◆ Data extract ◆

┄┄┄┄┄┄┄┄┄┄

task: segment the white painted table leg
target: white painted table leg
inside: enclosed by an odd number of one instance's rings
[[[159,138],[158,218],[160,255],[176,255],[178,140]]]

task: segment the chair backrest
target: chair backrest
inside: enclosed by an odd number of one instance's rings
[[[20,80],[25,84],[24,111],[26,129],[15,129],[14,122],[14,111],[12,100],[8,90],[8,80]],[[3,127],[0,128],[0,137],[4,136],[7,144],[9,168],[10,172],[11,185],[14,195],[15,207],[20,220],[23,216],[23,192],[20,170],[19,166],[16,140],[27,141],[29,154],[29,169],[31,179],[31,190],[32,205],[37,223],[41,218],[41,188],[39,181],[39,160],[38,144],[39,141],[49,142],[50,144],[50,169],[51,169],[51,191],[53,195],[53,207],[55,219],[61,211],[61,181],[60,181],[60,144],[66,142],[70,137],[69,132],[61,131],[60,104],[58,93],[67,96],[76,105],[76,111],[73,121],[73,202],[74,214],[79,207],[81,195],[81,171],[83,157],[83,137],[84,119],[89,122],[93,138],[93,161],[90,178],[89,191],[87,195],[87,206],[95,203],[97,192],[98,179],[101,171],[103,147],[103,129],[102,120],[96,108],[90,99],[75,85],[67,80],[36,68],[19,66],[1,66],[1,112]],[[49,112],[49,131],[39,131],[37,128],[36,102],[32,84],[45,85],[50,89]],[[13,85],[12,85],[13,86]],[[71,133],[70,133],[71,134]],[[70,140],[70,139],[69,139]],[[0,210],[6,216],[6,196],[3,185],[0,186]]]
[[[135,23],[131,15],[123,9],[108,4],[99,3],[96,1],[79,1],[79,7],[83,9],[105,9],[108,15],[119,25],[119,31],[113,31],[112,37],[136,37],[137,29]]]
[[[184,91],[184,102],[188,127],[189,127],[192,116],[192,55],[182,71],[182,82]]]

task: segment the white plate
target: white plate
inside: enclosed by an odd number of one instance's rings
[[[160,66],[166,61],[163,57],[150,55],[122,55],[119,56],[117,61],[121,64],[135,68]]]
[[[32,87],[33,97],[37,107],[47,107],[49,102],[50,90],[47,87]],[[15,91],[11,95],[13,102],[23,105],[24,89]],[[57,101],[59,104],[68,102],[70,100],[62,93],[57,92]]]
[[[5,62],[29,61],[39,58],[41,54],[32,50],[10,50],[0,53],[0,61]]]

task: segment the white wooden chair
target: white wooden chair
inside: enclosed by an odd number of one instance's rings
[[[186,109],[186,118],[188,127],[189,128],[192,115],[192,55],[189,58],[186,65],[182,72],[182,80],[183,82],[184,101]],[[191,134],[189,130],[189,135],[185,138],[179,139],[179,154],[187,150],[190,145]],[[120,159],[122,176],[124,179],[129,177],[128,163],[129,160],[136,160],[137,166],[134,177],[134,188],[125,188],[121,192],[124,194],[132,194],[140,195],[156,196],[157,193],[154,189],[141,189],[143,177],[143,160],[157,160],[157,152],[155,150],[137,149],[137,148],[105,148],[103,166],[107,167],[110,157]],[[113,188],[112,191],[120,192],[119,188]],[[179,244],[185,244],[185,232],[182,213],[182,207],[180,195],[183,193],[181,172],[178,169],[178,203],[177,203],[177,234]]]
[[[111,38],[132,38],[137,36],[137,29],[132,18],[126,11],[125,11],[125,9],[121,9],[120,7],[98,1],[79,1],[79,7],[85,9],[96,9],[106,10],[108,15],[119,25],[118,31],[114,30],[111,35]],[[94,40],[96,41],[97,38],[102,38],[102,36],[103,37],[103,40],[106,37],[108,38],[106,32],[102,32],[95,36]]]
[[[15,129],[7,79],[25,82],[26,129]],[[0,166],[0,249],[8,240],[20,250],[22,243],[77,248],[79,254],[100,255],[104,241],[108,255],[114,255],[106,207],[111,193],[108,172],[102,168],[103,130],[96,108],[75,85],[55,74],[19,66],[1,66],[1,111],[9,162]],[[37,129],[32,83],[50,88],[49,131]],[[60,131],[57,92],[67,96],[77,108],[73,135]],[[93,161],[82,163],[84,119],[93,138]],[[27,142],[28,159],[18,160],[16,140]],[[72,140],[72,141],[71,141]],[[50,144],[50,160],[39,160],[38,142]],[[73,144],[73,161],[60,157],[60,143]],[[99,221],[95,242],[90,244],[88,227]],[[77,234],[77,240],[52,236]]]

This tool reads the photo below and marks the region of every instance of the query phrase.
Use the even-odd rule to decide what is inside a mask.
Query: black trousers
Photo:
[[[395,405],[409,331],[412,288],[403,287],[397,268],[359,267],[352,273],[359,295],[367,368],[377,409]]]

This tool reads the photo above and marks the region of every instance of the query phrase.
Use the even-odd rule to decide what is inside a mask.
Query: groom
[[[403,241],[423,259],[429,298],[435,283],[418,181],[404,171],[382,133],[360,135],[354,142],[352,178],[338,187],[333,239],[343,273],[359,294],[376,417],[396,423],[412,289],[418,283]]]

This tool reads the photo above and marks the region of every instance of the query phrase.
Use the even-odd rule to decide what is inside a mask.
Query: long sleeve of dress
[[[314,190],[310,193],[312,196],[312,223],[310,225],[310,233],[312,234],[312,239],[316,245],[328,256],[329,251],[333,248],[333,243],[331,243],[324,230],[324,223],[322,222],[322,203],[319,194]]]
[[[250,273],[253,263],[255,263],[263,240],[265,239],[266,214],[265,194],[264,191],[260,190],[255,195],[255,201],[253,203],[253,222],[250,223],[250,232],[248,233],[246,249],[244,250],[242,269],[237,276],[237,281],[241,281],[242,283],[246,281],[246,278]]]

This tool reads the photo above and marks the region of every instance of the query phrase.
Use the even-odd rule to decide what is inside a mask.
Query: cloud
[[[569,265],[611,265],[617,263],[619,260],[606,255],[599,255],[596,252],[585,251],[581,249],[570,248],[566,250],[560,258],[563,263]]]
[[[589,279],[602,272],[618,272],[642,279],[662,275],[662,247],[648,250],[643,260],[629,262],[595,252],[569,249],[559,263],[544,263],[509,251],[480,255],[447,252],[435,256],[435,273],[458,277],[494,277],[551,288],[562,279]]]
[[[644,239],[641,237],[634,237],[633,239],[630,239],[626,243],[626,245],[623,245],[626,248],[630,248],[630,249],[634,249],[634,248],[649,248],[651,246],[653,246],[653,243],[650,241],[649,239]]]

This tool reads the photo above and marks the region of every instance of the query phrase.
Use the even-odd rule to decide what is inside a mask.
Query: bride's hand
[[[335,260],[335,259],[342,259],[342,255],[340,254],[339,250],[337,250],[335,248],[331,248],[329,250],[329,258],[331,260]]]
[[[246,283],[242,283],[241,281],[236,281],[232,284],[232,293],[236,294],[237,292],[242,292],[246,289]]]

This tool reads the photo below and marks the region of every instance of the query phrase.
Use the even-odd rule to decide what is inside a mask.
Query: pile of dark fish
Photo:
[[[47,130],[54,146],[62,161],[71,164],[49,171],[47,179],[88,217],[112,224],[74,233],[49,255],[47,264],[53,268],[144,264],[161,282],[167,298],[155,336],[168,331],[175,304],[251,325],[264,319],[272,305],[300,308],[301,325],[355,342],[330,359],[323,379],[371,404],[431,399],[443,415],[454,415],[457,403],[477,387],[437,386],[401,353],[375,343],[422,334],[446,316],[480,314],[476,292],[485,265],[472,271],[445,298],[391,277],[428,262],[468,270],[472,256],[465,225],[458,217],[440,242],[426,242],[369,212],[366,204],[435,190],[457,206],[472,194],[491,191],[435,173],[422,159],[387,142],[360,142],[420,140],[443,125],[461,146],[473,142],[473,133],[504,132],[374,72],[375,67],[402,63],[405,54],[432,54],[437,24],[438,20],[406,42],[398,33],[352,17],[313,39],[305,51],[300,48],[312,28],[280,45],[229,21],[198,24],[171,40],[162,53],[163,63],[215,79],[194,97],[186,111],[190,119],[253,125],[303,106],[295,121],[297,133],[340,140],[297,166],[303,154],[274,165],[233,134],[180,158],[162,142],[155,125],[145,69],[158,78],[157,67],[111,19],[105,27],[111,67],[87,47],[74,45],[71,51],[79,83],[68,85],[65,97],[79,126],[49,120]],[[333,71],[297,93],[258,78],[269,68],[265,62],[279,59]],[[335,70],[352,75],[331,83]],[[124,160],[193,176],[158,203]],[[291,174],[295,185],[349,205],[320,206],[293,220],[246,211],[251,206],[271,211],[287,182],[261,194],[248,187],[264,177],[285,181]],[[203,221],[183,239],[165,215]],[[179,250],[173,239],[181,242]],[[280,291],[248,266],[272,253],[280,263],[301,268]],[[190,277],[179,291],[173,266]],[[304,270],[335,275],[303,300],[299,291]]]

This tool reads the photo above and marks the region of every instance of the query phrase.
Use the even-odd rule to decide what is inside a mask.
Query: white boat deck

┄┄┄┄┄┄┄┄┄┄

◆ Exercise details ◆
Lay out the data as a numbered list, from its first line up to and including the line with "[[[5,62],[29,61],[39,58],[41,54],[32,50],[10,50],[0,53],[0,61]]]", and skip any blank lines.

◆ The completed task ◆
1. task: segment the white painted table leg
2. target: white painted table leg
3. inside: enclosed by an odd number of one instance's rings
4. [[[159,138],[158,218],[160,255],[176,255],[178,140]]]
5. task: segment the chair backrest
6. target: chair backrest
7. inside: enclosed by an odd number of one instance's rings
8. [[[20,80],[25,84],[24,111],[26,129],[15,129],[14,122],[14,111],[12,100],[8,90],[8,80]],[[3,127],[0,128],[0,137],[4,136],[7,144],[9,168],[10,172],[11,185],[14,195],[15,207],[20,220],[23,216],[23,192],[20,170],[19,166],[16,140],[27,141],[29,154],[29,169],[31,179],[31,190],[32,205],[37,223],[41,218],[41,188],[39,181],[39,160],[38,144],[39,141],[49,142],[50,144],[50,169],[51,169],[51,191],[53,195],[53,207],[55,219],[61,211],[61,181],[60,181],[60,144],[66,142],[70,137],[69,132],[61,131],[60,104],[58,93],[67,96],[76,105],[76,111],[73,121],[73,202],[74,214],[79,207],[81,195],[81,171],[83,157],[83,137],[84,119],[89,122],[93,138],[93,161],[90,178],[89,191],[87,195],[87,206],[95,203],[97,192],[98,179],[101,171],[103,147],[103,129],[102,120],[96,108],[90,99],[75,85],[67,80],[36,68],[19,66],[1,66],[1,112]],[[49,112],[49,131],[39,131],[37,128],[36,102],[32,84],[45,85],[50,89]],[[13,85],[12,85],[13,86]],[[71,133],[70,133],[71,134]],[[70,140],[70,139],[69,139]],[[0,210],[6,216],[6,196],[3,185],[0,186]]]
9. [[[135,23],[131,15],[123,9],[108,4],[99,3],[96,1],[79,1],[79,7],[83,9],[105,9],[108,15],[119,25],[119,31],[113,31],[112,37],[136,37],[137,29]]]
10. [[[184,91],[184,102],[188,127],[189,127],[192,116],[192,55],[182,71],[182,82]]]
11. task: segment the white plate
12. target: white plate
13. inside: enclosed by an odd number of one instance's rings
14. [[[160,66],[166,61],[163,57],[150,55],[122,55],[119,56],[117,61],[121,64],[135,68]]]
15. [[[32,87],[33,97],[37,107],[47,107],[49,102],[50,90],[47,87]],[[15,91],[11,95],[13,102],[23,105],[24,89]],[[57,101],[59,104],[68,102],[70,100],[62,93],[57,92]]]
16. [[[5,62],[29,61],[39,58],[41,54],[32,50],[10,50],[0,53],[0,61]]]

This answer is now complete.